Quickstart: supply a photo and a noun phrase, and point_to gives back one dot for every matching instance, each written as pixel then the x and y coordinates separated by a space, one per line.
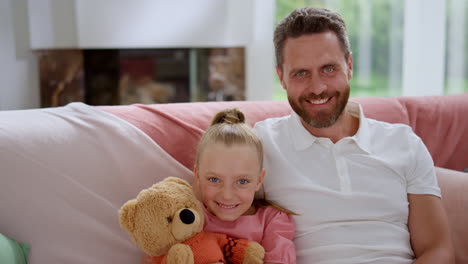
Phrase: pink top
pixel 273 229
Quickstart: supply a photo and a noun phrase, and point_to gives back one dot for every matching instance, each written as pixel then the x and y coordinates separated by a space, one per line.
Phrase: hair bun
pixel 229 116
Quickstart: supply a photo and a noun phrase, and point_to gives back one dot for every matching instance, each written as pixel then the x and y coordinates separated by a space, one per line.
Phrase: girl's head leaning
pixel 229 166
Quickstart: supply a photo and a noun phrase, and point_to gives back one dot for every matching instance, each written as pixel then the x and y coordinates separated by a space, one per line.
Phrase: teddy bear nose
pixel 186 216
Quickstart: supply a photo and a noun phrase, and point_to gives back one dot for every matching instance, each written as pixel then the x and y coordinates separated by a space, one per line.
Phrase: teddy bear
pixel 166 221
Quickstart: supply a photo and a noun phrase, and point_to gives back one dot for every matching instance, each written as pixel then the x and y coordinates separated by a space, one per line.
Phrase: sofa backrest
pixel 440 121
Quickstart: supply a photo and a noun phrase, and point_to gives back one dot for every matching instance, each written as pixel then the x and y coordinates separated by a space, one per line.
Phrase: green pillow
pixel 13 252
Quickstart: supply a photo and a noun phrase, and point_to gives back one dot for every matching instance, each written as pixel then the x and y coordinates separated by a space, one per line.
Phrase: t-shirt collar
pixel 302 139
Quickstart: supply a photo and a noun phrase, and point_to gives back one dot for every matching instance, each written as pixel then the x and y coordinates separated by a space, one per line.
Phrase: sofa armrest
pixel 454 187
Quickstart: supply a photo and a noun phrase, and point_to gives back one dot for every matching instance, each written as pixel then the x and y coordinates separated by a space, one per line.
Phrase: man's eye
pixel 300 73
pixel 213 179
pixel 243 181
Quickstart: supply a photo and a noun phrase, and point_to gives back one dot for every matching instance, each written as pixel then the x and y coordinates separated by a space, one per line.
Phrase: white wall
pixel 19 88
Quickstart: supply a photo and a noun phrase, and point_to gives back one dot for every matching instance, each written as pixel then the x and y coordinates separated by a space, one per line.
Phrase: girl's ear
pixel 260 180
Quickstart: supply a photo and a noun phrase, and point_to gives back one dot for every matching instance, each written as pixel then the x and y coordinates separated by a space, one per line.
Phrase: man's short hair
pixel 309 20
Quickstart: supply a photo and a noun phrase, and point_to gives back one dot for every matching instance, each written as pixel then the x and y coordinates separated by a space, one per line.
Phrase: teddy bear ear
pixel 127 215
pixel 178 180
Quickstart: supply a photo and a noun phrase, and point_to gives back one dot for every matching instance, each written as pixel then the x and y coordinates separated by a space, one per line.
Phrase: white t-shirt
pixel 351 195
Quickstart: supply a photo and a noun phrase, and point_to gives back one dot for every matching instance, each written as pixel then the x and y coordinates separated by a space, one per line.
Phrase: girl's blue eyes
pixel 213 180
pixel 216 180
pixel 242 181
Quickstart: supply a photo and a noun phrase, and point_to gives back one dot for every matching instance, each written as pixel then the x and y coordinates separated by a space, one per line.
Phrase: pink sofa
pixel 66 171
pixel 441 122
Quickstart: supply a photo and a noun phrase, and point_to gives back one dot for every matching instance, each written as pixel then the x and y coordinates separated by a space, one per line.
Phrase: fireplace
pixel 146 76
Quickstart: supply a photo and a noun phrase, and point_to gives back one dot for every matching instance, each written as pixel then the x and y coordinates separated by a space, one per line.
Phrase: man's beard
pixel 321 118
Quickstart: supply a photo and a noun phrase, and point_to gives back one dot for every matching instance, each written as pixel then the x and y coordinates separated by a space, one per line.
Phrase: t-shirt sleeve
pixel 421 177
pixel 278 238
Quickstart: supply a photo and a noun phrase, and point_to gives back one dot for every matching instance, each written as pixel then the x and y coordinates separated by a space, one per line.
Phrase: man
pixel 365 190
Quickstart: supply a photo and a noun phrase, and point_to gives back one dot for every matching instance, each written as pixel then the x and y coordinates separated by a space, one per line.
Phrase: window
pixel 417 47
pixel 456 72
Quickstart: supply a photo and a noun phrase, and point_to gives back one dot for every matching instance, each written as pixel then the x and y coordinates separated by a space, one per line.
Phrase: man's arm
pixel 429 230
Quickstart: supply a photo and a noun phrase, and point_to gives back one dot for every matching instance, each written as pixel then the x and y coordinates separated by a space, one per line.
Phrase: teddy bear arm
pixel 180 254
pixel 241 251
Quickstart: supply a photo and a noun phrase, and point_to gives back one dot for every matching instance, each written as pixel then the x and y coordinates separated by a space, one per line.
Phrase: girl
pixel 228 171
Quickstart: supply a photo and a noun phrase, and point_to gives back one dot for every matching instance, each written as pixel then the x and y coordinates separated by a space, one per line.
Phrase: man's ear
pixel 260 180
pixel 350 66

# Aim:
Reproduce every item above verbatim, omitting the pictures from your copy.

# The completed task:
Quickstart: supply a photo and a noun phrase, and point_to gives back one dot for every matching instance, each written as pixel then the x and y coordinates separated by a space, one per line.
Phrase: pink top
pixel 273 229
Quickstart: supply a photo and a noun phrase, and point_to gives back one dot for every matching instance, each written as pixel then the x and y coordinates separated by a space, one per line.
Phrase: hair bun
pixel 229 116
Quickstart: supply a photo and a noun phrase, and point_to gives back one dot for every matching instance, each written as pixel then the x and y coordinates separated by a space, one per line.
Phrase: girl's head leaning
pixel 229 166
Quickstart: supply a photo and a noun phrase, and point_to gives back one dot for every matching instance, each written as pixel then the x and y coordinates separated by a space, one per line.
Phrase: teddy bear nose
pixel 186 216
Quickstart: supply a photo and a noun phrase, and point_to gives back one dot for every matching instance, each written as pixel then the x and y coordinates separated by a space, one per line.
Phrase: teddy bear
pixel 166 221
Quickstart: supply a photo and a noun phrase, and point_to gives back one dot for every matching instance, each written as pixel then the x and y coordinates separated by a space, one per line.
Phrase: sofa backrest
pixel 440 121
Quickstart: supply a photo and a noun phrase, and point_to gives back one dot for every matching instance, each written as pixel then the x and y coordinates separated by a space, one per line.
Phrase: green pillow
pixel 13 252
Quickstart: supply a photo and a noun phrase, and point_to gives back one dot for every matching instance, each written as pixel then the x and y coordinates separated by a space, one per line.
Phrase: t-shirt collar
pixel 302 139
Quickstart: supply a photo and a noun phrase, and point_to gives back one dot for every matching instance, each written as pixel then the x and y coordinates separated by a space, one per line.
Phrase: sofa armrest
pixel 454 187
Quickstart: supply a photo and a noun phrase, and point_to gives back one dot for every matching instance, each written as pixel then the x and y coordinates separated by a space, one per line.
Phrase: man's eye
pixel 300 73
pixel 213 179
pixel 243 181
Quickstart: supply a photo and a noun phrase, and point_to gives back one dot for every matching instance, each written as pixel then the x and y coordinates separated by a space, one per line.
Phrase: white wall
pixel 19 88
Quickstart: supply a photo and a noun phrase, and point_to gives back one dot for every matching instance, each written as pixel then the x and y coordinates separated by a space, one per line.
Phrase: girl's ear
pixel 260 180
Quickstart: supply a photo and a noun phrase, and point_to gives back one dot for every matching instance, each written as pixel then the x and y coordinates separated by a space, one per line.
Phrase: man's short hair
pixel 309 20
Quickstart: supply a photo and a noun phrase, and point_to gives back one dot for every matching instance, each written as pixel then the x and y coordinates separated by a space, one per line.
Phrase: teddy bear ear
pixel 127 215
pixel 178 180
Quickstart: supply a photo and a noun phrase, and point_to gives back one dot for every matching instance, each written as pixel then the x and y coordinates separated by a space, one per line.
Phrase: white t-shirt
pixel 351 195
Quickstart: supply a photo and a noun phrase, and point_to gives back one dot for every matching instance, each written as pixel then the x and y coordinates separated by a space, one per line.
Phrase: girl's blue eyes
pixel 213 180
pixel 216 180
pixel 242 181
Quickstart: supply a photo and a noun phrase, and point_to gives back one dot for every matching instance, each written as pixel then the x and y coordinates separated by a space, one per line.
Phrase: pink sofa
pixel 66 171
pixel 441 122
Quickstart: supply a photo and a noun phrase, and point_to gives back one dot for every matching instance, each written as pixel then the x and y coordinates separated by a space, one per line.
Phrase: fireplace
pixel 146 76
Quickstart: supply a photo and a noun phrase, and point_to gives back one dot for every matching instance, each written as pixel then the x and y coordinates separated by a space, one per line.
Phrase: man's beard
pixel 321 118
Quickstart: supply a photo and a noun phrase, and point_to gives back one dot for every matching instance, each written as pixel then the x and y coordinates separated by a space, one per line.
Phrase: t-shirt sleeve
pixel 421 177
pixel 278 238
Quickstart: supply a photo and a noun phrase, and point_to gives back one dot for every matching instance, each written as pixel then the x and y coordinates separated by a space, one per line.
Phrase: man
pixel 365 190
Quickstart: supply a photo and a noun phrase, and point_to gives back one dot for every matching instance, each written as pixel then the x and y coordinates separated by a space, one per line.
Phrase: window
pixel 417 47
pixel 456 72
Quickstart: supply a photo and a noun phrase, and point_to gives back one dot for every matching instance, each written as pixel then the x and y coordinates separated by a space, one per line.
Phrase: man's arm
pixel 429 230
Quickstart: supply a photo and a noun phrase, and point_to gives back one dot for every matching instance, each written as pixel then the x and y coordinates separated by a space, one per line.
Phrase: teddy bear arm
pixel 180 254
pixel 241 251
Quickstart: supply a photo and a noun phrase, and point_to gives back one dot for every matching instance, each written as pixel then the x and y coordinates separated by a space, one per line.
Phrase: girl
pixel 228 171
Quickstart: supply a photo and a noun phrase, and point_to gives back one dot for every matching instance, each written as pixel then the x and y coordinates separated by a space, one per line.
Phrase: man's ear
pixel 260 180
pixel 350 66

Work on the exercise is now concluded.